--- GIVEN DATA Enclosed Below ---

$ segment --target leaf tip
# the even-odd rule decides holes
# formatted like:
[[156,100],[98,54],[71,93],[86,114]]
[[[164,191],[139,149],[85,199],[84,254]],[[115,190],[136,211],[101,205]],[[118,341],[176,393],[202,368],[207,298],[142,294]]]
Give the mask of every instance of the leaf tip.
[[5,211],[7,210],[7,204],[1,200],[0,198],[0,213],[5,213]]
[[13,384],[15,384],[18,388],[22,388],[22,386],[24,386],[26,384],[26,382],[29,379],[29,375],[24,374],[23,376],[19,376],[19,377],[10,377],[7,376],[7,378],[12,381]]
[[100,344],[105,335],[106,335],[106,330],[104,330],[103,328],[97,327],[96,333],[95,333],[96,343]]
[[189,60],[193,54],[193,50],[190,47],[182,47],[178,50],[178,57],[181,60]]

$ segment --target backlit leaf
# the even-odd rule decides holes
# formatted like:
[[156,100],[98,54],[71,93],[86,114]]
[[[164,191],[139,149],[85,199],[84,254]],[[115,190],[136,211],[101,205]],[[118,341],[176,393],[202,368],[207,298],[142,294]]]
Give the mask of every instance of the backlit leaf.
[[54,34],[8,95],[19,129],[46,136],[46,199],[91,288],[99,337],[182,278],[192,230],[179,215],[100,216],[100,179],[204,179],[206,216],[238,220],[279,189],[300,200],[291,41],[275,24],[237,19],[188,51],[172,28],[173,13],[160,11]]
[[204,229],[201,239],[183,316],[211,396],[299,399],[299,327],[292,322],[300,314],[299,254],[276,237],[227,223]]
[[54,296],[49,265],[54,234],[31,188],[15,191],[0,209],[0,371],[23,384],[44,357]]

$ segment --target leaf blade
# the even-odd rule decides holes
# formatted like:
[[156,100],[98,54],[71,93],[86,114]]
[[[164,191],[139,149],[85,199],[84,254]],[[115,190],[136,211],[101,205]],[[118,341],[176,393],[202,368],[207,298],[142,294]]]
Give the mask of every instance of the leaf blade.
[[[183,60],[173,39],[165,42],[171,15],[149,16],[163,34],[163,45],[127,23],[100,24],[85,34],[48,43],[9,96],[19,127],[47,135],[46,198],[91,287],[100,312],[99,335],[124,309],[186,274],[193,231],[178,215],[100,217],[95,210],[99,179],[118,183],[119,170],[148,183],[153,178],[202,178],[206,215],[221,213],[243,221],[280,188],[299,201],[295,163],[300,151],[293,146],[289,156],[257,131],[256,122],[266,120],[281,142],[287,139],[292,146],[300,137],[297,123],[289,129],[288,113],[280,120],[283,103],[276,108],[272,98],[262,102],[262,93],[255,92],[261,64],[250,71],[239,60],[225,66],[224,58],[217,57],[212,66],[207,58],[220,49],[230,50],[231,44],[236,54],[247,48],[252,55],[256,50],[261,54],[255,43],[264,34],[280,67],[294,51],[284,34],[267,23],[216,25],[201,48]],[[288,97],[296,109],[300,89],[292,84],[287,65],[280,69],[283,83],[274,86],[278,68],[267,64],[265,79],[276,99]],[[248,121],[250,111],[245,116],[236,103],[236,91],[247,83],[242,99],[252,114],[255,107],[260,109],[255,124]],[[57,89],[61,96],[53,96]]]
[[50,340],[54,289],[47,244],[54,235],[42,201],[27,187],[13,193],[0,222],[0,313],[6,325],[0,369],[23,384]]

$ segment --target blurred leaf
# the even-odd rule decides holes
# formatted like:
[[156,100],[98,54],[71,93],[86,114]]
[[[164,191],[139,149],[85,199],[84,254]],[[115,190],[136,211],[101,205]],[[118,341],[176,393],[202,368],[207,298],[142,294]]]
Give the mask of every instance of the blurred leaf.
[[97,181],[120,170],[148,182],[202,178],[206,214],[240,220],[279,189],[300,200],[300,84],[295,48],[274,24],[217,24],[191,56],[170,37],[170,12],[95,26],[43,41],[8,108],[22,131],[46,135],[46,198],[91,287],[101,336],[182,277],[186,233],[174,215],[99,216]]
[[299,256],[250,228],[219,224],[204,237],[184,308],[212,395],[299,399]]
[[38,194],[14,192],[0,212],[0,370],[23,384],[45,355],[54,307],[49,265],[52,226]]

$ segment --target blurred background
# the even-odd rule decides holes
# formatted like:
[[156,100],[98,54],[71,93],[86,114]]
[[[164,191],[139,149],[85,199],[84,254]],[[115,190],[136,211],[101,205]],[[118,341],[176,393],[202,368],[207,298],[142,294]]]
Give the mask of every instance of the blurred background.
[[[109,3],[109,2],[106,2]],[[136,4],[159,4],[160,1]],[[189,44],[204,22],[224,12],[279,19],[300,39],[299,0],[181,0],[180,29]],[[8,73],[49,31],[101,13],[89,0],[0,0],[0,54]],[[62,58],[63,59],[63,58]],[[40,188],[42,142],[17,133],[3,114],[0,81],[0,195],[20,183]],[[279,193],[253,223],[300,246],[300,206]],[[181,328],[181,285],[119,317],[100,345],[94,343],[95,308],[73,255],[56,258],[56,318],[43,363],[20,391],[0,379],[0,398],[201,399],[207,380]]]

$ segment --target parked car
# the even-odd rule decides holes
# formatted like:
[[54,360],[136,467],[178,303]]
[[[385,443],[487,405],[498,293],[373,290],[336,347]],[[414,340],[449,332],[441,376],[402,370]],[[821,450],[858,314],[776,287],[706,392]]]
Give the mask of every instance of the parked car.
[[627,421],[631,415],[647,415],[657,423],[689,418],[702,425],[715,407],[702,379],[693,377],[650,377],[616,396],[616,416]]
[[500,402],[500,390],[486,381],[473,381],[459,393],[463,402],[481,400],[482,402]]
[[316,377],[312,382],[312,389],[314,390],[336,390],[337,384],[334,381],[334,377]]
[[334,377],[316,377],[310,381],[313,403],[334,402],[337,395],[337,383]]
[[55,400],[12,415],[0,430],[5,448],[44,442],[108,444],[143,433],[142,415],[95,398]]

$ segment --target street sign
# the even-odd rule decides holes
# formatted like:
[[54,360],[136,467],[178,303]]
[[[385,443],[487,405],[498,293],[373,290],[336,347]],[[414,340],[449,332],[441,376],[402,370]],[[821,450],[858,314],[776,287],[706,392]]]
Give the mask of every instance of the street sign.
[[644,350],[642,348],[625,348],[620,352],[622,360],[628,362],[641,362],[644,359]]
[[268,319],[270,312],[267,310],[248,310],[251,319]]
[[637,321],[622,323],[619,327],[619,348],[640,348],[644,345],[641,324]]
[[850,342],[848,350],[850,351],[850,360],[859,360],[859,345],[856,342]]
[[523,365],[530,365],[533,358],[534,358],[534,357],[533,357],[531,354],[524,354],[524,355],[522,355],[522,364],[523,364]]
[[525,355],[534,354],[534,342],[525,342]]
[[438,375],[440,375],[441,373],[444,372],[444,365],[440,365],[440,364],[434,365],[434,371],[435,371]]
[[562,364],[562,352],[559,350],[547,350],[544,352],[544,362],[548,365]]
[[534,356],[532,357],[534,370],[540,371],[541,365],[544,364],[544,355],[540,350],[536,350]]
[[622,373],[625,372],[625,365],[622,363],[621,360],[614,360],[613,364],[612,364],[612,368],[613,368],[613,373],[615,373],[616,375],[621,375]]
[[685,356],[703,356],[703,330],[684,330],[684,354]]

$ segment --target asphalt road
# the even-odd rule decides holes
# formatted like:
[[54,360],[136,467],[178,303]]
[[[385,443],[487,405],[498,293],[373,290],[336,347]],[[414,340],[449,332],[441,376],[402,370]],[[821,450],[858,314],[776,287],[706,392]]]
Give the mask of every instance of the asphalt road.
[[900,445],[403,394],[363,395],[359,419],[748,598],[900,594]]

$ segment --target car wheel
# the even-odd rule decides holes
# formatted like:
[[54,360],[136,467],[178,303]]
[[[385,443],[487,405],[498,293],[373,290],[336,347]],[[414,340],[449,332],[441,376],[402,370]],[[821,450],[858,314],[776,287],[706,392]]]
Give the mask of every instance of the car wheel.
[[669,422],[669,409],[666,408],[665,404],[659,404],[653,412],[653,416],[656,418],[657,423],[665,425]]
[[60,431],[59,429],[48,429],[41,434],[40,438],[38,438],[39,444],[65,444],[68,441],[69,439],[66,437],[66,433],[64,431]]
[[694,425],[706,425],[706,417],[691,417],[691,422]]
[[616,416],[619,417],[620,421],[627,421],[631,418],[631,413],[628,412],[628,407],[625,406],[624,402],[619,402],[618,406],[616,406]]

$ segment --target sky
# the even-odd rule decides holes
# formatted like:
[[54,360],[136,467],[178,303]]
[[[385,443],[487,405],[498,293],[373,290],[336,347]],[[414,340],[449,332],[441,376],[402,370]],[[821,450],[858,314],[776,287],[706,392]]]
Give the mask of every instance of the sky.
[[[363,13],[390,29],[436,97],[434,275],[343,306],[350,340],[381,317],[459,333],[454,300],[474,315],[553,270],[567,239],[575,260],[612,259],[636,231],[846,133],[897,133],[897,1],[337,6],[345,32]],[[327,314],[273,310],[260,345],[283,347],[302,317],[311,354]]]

--- End of Enclosed GIVEN DATA ---

## TASK ITEM
The records are given above. Copy each line in them that holds "target".

## ANSWER TO THE EXERCISE
$ segment --target leaf tip
$ segment --target backlit leaf
$ segment --target leaf blade
$ segment --target blurred leaf
$ segment --target blurred background
$ segment --target parked car
$ segment --target street sign
$ segment --target asphalt road
$ segment --target car wheel
$ segment --target sky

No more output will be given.